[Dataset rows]
- - - - -

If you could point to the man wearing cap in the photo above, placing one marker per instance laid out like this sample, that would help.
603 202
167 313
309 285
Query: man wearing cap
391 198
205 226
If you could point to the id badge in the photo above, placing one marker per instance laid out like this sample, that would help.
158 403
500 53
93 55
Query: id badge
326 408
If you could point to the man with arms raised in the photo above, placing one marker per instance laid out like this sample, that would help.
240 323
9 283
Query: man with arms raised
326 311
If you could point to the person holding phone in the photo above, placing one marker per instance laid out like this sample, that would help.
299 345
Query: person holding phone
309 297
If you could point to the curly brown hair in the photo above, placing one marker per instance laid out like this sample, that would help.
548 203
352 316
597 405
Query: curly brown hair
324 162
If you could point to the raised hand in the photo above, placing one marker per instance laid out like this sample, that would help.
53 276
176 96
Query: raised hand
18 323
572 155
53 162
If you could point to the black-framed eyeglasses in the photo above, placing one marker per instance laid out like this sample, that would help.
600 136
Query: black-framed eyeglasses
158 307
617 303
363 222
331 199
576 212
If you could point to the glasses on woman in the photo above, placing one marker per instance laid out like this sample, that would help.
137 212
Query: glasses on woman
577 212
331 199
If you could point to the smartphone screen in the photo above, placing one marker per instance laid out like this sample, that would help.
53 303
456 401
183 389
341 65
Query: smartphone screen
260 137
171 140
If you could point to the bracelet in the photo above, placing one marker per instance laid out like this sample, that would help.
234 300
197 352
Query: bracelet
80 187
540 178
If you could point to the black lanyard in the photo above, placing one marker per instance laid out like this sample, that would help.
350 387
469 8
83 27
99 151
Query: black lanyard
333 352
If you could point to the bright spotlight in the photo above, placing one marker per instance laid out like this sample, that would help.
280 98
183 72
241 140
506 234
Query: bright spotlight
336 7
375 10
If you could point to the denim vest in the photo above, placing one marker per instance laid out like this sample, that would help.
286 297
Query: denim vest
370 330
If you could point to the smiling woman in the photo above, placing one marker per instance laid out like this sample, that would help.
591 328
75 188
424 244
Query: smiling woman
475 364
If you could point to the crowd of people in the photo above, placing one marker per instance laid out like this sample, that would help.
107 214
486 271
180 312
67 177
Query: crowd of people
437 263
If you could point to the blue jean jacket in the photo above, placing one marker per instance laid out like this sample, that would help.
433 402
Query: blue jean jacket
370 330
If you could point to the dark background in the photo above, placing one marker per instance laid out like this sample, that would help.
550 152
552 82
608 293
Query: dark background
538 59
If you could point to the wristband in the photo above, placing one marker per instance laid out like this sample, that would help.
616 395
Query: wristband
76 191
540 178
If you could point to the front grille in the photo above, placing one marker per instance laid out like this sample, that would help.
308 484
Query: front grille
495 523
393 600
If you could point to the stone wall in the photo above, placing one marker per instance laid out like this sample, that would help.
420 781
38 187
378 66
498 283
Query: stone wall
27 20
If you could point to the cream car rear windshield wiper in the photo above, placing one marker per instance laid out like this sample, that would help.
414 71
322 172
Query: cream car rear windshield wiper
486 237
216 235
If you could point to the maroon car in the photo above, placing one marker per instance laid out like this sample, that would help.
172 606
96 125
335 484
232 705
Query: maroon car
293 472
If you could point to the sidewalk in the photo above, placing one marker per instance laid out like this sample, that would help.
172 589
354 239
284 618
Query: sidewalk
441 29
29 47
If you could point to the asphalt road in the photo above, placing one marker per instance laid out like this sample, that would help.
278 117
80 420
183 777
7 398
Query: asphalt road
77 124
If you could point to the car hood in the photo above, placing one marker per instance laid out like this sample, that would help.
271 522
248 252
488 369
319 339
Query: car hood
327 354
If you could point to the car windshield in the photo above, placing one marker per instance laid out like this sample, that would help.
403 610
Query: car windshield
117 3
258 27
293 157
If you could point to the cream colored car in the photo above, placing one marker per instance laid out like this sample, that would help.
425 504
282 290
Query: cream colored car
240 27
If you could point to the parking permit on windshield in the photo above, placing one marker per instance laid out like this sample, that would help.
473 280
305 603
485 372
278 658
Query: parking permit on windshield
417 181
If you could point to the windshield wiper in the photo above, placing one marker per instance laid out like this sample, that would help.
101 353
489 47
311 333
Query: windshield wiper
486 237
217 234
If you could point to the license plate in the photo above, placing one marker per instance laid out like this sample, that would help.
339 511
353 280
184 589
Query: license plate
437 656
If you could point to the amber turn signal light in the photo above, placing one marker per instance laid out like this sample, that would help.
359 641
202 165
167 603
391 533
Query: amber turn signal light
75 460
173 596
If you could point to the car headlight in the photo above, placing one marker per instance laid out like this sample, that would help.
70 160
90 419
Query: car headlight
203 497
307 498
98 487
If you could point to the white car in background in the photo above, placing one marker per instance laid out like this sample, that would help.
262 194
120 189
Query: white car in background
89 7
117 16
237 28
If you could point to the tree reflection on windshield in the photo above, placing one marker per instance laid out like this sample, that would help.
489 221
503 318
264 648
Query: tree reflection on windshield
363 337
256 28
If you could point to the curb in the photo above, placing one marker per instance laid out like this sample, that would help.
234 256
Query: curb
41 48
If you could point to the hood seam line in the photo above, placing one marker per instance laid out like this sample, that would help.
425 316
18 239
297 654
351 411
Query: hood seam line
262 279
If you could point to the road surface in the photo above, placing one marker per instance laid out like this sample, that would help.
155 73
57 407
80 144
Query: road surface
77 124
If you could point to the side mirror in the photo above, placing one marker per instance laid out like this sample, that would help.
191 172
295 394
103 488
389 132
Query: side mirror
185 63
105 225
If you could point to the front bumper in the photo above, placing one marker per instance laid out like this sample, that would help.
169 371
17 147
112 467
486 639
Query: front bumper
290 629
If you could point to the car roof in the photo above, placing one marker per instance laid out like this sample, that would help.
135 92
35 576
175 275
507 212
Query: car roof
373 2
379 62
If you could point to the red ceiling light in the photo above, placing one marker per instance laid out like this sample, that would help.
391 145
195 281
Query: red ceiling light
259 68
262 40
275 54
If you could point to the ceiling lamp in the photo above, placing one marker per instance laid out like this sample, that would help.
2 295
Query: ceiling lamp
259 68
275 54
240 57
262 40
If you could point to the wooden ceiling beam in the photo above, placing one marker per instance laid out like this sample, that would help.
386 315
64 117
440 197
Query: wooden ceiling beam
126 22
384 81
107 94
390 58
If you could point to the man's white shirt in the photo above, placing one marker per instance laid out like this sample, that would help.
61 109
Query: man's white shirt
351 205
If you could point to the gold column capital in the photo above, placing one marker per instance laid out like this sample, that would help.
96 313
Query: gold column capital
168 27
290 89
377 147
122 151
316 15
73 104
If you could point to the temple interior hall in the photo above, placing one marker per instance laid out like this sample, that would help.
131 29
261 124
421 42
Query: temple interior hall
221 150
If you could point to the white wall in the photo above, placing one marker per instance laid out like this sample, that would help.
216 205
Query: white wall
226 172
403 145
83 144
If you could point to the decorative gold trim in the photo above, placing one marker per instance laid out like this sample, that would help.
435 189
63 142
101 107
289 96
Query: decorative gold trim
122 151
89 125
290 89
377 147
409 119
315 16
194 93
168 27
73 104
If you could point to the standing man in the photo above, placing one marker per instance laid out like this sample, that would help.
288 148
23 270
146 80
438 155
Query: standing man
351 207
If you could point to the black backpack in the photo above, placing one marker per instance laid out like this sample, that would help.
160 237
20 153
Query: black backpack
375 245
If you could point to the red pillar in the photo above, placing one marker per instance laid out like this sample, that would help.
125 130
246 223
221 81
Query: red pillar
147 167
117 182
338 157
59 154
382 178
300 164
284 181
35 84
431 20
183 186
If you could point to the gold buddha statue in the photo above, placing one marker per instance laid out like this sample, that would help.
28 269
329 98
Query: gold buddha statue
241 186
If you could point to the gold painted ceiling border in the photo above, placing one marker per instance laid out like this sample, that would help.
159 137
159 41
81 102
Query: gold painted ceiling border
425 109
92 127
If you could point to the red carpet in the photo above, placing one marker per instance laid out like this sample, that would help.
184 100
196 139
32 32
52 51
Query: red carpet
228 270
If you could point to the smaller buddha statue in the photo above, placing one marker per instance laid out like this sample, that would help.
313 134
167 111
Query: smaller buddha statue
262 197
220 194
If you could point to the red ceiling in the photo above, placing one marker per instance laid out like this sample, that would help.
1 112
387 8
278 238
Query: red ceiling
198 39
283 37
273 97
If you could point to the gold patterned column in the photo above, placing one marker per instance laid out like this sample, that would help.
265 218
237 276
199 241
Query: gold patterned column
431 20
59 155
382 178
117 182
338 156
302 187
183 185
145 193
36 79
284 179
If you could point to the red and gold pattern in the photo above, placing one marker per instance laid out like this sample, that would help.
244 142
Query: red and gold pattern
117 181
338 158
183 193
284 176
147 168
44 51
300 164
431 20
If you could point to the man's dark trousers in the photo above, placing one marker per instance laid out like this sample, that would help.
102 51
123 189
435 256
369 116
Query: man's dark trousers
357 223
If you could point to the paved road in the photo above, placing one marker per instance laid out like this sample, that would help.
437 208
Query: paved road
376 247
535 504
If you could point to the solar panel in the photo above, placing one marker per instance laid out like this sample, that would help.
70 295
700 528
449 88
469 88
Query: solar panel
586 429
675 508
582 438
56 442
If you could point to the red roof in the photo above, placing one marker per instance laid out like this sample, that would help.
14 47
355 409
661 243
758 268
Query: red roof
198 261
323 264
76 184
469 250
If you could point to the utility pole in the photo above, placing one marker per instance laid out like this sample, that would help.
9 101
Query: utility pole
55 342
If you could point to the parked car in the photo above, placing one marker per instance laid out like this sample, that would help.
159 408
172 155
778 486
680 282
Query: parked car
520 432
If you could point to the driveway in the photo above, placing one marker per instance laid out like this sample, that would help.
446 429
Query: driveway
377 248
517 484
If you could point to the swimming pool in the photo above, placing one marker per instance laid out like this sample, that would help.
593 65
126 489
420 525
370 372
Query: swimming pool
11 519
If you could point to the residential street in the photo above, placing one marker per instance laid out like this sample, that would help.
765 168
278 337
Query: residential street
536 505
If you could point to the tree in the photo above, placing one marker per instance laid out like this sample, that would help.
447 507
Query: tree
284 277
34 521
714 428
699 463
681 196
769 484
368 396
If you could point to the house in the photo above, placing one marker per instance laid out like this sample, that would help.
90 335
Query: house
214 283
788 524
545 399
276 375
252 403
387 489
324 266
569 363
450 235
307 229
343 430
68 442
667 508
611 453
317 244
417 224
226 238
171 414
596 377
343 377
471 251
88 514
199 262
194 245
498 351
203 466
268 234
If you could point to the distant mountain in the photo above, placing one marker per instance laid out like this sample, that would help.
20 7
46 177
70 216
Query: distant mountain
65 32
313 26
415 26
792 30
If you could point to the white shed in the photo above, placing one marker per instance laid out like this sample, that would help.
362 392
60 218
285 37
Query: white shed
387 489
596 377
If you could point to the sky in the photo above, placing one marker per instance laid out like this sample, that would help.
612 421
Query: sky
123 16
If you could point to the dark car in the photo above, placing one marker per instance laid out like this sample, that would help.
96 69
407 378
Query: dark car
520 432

- - - - -

→ **Your goal**:
Exactly as written, give the line containing "If you could point to the white shed" and all remaining lines of the records.

→ **Full output**:
If you could point to the white shed in the photo above, placing one marker per instance laid out like this sample, that would help.
362 392
60 218
285 37
Query: white shed
387 489
596 377
If you could point to the sky in the photo above, placing one marker per instance laid out like this sample, that would help.
612 421
Query: sky
123 16
If you could point to the dark car in the photo above, placing one marker per instance laid out like this sample, that would help.
96 69
407 378
Query: dark car
520 432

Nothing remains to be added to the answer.